We had dinner at Valette to celebrate a friend's birthday. It's located at 344 Center Street in downtown Healdsburg.

We chose the Chef's "Trust Me" Tasting Menu--$15/course with a minimum of 5 courses. The chef chooses and typically sends out different dishes for each course so if you have sharers in the group, you can try a lot of different dishes. If you don't have sharers, it'll be tough to decide who gets which dish.


To start, warm rosemary rolls were delicious.


If you order a bottle of wine, corkage for a bottle is free. Otherwise, corkage is $20. The Gordian Knot Albarino was $42.


Hawaiian Ahi Poke with Strong Arm Farms Kombu, Wakame Salad, Soy Kombu Emulsion, Crispy Nori and Warm Avocado. The avocado had been breaded and fried, tempura style. This was my favorite of the 1st course.


Organic Sonoma County Salad with Skyhill Farms Goat Cheese Mousse, Candied Kumquat, Cashew Dragee.


Waygu Beef Tartare. This is not on their regular menu. This would have been better with a little mustard mixed in.


For the 2nd course, we were served a pasta and 2 soups.

Creste di Gallo Semolina Pasta with Estate Baby Rapini, Whipped Egg Yolk Custard, 18 Month Parmesan Cheese and Crispy Capers. Good but nothing too memorable.


Roasted Sunchoke Soup, Sonoma County Beets, House Cured Speck Ham, Whipped Date Blossom Creme Fraiche and Beet Puree. The soup was quite flavorful and I'm still trying to decide if the very crunchy speck ham was a distraction.


Mushroom Veloute with Sauteed Mushrooms and 62 Degree Egg--this was the special of the night. Very tasty.


The 3rd course included scallops and 2 fish dishes.

Day Boat Scallops en Croute with Bernier Farms Fennel, American Caviar and Champagne Beurre Blanc. This is one of their signature dishes.


The waiter cuts the crust off and spoons out the contents on top. This was delicious.


Crispy Skinned Striped Bass with Bernier Farms Celeriac--Winter Root "Risotto," Celeriac Mousseline, Espelette Vinaigrette. The fish was well prepared--moist but with a crispy skin.

____

**WHAT TO WORK ON**
1. List every farm named in the restaurant review.
2. In the restaurant review, substitute "Diver Scallops" for "Day Boat Scallops" in the part between "Roasted Sunchoke Soup, Sonoma" and "their signature dishes.", inclusive.
3. According to the restaurant review, how much is corkage if you don't order a bottle of wine?

**AVAILABLE DATA**
____

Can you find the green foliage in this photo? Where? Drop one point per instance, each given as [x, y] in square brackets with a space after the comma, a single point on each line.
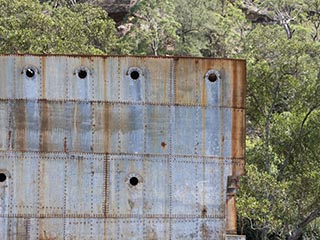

____

**ANSWERS TO THE TASKS**
1. Strong Arm Farms, Skyhill Farms, Bernier Farms

2.
Roasted Sunchoke Soup, Sonoma County Beets, House Cured Speck Ham, Whipped Date Blossom Creme Fraiche and Beet Puree. The soup was quite flavorful and I'm still trying to decide if the very crunchy speck ham was a distraction.


Mushroom Veloute with Sauteed Mushrooms and 62 Degree Egg--this was the special of the night. Very tasty.


The 3rd course included scallops and 2 fish dishes.

Diver Scallops en Croute with Bernier Farms Fennel, American Caviar and Champagne Beurre Blanc. This is one of their signature dishes.

3. $20